**What to produce**: Repeat exactly, and only, the lines from the one containing "Target: sneaker" through the end of the records.

**Given information**:
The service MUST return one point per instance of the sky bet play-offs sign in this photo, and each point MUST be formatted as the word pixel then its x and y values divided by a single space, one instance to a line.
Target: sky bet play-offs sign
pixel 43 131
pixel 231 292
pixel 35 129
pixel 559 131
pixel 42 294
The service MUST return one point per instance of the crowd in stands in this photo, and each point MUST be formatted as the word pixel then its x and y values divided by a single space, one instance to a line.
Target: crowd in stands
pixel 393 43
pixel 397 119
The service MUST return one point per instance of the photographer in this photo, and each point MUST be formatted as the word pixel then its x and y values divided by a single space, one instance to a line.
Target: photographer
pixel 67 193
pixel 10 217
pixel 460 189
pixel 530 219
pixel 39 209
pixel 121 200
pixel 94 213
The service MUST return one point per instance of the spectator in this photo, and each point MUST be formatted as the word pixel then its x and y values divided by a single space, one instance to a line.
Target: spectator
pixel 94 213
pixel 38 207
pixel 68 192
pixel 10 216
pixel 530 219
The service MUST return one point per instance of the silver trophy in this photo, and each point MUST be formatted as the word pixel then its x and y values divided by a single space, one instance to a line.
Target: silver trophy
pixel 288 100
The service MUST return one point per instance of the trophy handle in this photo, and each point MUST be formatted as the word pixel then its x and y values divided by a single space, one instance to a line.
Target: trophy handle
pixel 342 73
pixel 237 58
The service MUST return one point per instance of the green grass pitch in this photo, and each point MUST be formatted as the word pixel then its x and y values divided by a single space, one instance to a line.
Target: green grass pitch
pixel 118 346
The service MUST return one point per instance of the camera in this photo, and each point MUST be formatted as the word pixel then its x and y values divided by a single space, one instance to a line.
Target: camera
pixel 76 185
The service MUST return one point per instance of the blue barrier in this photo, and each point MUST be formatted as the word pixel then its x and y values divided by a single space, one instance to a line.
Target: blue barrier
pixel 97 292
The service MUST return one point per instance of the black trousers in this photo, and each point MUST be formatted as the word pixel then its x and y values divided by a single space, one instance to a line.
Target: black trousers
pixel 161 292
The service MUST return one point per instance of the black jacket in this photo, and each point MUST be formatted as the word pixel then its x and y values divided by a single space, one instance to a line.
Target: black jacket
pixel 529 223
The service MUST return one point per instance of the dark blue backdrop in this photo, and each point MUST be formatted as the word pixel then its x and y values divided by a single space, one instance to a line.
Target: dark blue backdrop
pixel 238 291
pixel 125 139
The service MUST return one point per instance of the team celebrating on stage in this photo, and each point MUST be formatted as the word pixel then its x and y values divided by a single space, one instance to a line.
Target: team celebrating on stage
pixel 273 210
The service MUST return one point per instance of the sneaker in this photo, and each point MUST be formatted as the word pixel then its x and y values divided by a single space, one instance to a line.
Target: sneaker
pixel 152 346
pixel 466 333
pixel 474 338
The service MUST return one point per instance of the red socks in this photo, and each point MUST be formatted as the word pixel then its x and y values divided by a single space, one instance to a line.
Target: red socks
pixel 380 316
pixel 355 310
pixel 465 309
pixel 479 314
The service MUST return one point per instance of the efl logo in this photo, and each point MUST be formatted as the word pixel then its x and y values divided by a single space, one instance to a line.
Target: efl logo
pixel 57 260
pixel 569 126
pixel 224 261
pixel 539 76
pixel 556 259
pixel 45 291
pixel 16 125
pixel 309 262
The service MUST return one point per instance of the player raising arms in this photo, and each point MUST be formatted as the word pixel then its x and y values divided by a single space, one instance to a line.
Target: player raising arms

**Answer space**:
Target: sneaker
pixel 152 346
pixel 466 333
pixel 474 338
The service MUST return one point per instance of the red socks in this photo, and each point MUST be formatted as the word pixel then its x and y values divided by a single space, one instance to a line.
Target: red socks
pixel 380 316
pixel 355 310
pixel 465 309
pixel 479 314
The service MUST return one point per instance of the efl logo in this photo, and each point MUST be formatted as the word pixel then its x and y values divided by a single space, one instance to a line.
Target: efl logo
pixel 57 260
pixel 569 126
pixel 224 261
pixel 539 76
pixel 556 259
pixel 45 291
pixel 16 125
pixel 309 262
The service MUST return one point per instance of the player raising arms in this photo, and each point MUST be formatted as the word pixel then its x and y values divided by a single space, one instance to a line.
Target: player raising arms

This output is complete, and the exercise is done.